Goal: Reproduce every one of the records below verbatim, line for line, with no changes of any kind.

START Material supplied

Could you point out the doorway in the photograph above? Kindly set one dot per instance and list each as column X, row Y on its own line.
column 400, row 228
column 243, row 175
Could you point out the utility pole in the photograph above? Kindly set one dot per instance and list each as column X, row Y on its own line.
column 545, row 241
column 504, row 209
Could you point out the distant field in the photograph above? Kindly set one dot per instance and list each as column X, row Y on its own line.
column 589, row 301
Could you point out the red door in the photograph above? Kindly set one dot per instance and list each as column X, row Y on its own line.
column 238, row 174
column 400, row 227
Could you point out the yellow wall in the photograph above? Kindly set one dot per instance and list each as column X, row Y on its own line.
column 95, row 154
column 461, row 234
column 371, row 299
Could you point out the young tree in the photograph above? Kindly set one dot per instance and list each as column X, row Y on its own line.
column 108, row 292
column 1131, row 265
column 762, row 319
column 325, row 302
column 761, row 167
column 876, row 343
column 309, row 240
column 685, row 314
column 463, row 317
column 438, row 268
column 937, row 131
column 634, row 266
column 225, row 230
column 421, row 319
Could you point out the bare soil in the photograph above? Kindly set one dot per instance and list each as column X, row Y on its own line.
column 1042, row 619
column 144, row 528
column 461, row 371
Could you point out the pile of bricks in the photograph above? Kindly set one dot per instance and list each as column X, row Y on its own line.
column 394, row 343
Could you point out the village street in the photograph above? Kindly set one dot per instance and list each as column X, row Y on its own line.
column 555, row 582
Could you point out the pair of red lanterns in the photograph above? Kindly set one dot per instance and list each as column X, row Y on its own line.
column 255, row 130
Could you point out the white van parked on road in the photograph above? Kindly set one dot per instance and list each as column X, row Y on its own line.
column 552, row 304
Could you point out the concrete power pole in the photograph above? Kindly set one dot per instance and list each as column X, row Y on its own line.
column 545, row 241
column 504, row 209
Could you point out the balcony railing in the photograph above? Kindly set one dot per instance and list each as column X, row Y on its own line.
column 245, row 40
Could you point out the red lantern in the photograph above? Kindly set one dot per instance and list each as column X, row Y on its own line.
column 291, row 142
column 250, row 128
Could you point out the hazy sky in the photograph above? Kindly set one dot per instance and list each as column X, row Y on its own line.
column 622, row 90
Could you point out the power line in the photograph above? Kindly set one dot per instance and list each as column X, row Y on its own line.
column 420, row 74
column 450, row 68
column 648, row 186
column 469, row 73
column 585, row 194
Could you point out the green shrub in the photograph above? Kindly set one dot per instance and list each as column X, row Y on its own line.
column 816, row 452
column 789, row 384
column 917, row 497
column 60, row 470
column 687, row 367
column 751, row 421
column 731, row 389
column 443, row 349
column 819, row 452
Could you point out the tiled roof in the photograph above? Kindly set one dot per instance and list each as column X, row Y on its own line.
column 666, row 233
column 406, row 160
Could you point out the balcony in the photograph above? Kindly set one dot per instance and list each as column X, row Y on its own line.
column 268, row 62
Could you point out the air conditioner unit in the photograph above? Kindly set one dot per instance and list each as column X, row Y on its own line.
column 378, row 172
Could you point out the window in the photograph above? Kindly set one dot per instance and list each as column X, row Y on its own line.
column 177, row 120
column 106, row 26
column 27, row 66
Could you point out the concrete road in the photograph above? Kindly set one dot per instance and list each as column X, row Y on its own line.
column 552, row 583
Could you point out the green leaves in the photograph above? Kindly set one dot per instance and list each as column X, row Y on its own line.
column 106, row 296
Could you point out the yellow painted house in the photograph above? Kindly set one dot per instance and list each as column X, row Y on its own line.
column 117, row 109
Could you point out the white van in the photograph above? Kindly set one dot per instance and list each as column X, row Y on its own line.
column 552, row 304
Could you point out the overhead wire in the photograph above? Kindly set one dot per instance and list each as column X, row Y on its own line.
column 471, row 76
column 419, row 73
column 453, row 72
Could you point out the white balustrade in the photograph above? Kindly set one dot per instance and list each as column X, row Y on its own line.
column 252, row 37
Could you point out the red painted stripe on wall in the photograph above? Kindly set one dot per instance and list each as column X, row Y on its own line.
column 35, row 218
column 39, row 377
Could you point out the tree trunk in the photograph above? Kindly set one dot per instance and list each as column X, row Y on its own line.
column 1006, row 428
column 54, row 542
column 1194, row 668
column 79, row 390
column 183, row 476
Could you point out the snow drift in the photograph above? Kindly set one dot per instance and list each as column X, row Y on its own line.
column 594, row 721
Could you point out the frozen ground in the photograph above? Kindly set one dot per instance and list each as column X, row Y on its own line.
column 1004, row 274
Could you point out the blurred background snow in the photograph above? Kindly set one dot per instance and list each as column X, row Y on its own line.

END Material supplied

In response:
Could you point out the doorway in the photograph above? Kindly set one dot per instance and list each as column X, row Y on its own line.
column 400, row 228
column 243, row 175
Could you point out the utility pole in the photograph above? Kindly set one dot per instance and list each as column X, row Y on its own line.
column 545, row 241
column 504, row 209
Could you point out the distant field in the photograph above? Kindly set one dot per instance and list each as column X, row Y on its own line.
column 589, row 301
Could you point out the red door in the photograph above? Kindly set one dot per instance and list each as column X, row Y on its own line.
column 238, row 174
column 400, row 227
Could you point out the yellow wall in the photograph above? Kindly set one dot per instance and list each as column X, row Y on its own line.
column 95, row 154
column 461, row 234
column 371, row 299
Could you point out the young tree in the photograph above? Kindly set one dot per instance and list each as column X, row Y on its own line.
column 108, row 292
column 1131, row 265
column 762, row 319
column 325, row 302
column 761, row 167
column 876, row 343
column 309, row 240
column 685, row 314
column 463, row 317
column 438, row 268
column 937, row 131
column 634, row 266
column 225, row 230
column 421, row 319
Could you point out the bare soil in the photograph above? Kindly set one dot per instance and list each as column X, row Y on its own line.
column 1042, row 619
column 144, row 528
column 461, row 371
Could you point out the pile of bricks in the photograph above? Kindly set one dot per instance and list each as column X, row Y on its own line.
column 394, row 343
Could you point out the village street in the photograph above? Kindly set one dot per instance and list each as column X, row Y on its own line.
column 555, row 582
Could you point out the pair of red lanterns in the photograph above? Kindly set one dot per instance and list each as column X, row Y on its own line.
column 255, row 130
Could you point out the white van parked on road in the photograph above? Kindly set one dot per instance and list each as column X, row Y on its own line.
column 552, row 304
Could you point out the concrete power pole in the photograph above? Kindly set one dot per instance and list each as column X, row Y on its own line.
column 545, row 241
column 504, row 209
Could you point out the balcony railing in the photograph above? Kindly set one dot per instance and list each as column X, row Y on its own line.
column 245, row 40
Could you point out the red lantern in the photograph above? Kindly set one dot per instance and list each as column X, row Y on its own line.
column 291, row 142
column 250, row 128
Could you point out the hazy sky in the photograph above? Kindly set one dot per instance and list each as column X, row Y on its own line.
column 622, row 90
Could you point out the power line in the photograph above? Kindly set one dot per instance and list each as column X, row Y on its own line.
column 420, row 74
column 450, row 68
column 648, row 186
column 469, row 73
column 585, row 194
Could you point out the green shrub in the photograph above? Kindly set one dot per instance and list each as column X, row Y on its own line.
column 816, row 452
column 789, row 384
column 917, row 497
column 60, row 470
column 687, row 367
column 751, row 421
column 731, row 389
column 443, row 349
column 819, row 452
Could you point out the tiled roof in the photograph above? Kindly set one dot per instance and list each as column X, row Y on its own line.
column 666, row 233
column 406, row 160
Could you point out the balcony in the photograph above? Kindly set one dot per instance and list each as column X, row Y on its own line.
column 268, row 62
Could you point out the air conditioner unit in the photograph above? Kindly set one dot per instance and list each as column X, row Y on its own line.
column 378, row 172
Could you point out the window in the photograph above? Kindly set one dot per instance and list each as column X, row Y on its own line.
column 177, row 120
column 106, row 26
column 27, row 66
Could you point out the concrete road in the photograph above? Kindly set one dot per instance and list each as column X, row Y on its own line.
column 552, row 583
Could you point out the green leaves in the photograph above? Kindly set one dot per instance and list each as column X, row Y on its own line.
column 106, row 296
Could you point out the yellow painted house in the photograph above? Kindly set one dot per instance and list each as column X, row Y on its own line.
column 117, row 109
Could you point out the white van in the photograph above? Kindly set one dot per instance and list each as column X, row Y on its own line.
column 552, row 304
Could you point out the overhead wire in the photograph above? Kindly set one dot per instance and list each as column X, row Y on its own line.
column 471, row 76
column 419, row 73
column 453, row 72
Could you point out the white balustrade in the photograph above? Kindly set one dot per instance and list each as column X, row Y on its own line.
column 252, row 37
Could you point out the red painted stripe on wall in the photograph above? Kindly set one dot per instance and list each as column X, row Y on its own line.
column 35, row 218
column 39, row 377
Could you point out the tree trunk in the photograph above? Kindly set one dot per instance and list each as column X, row Y on its own line.
column 1006, row 428
column 54, row 542
column 1194, row 668
column 79, row 390
column 183, row 476
Could you point out the snow drift in the photograph above? Kindly set one dot per instance and list each as column X, row Y on its own line.
column 594, row 721
Could you point out the frozen ground in the photograph above? Kindly set one dot per instance and list each as column X, row Y on its own line.
column 1004, row 274
Could you point out the blurred background snow in the photograph above? Kindly set one dot per instance and list each as column X, row Y on its own line.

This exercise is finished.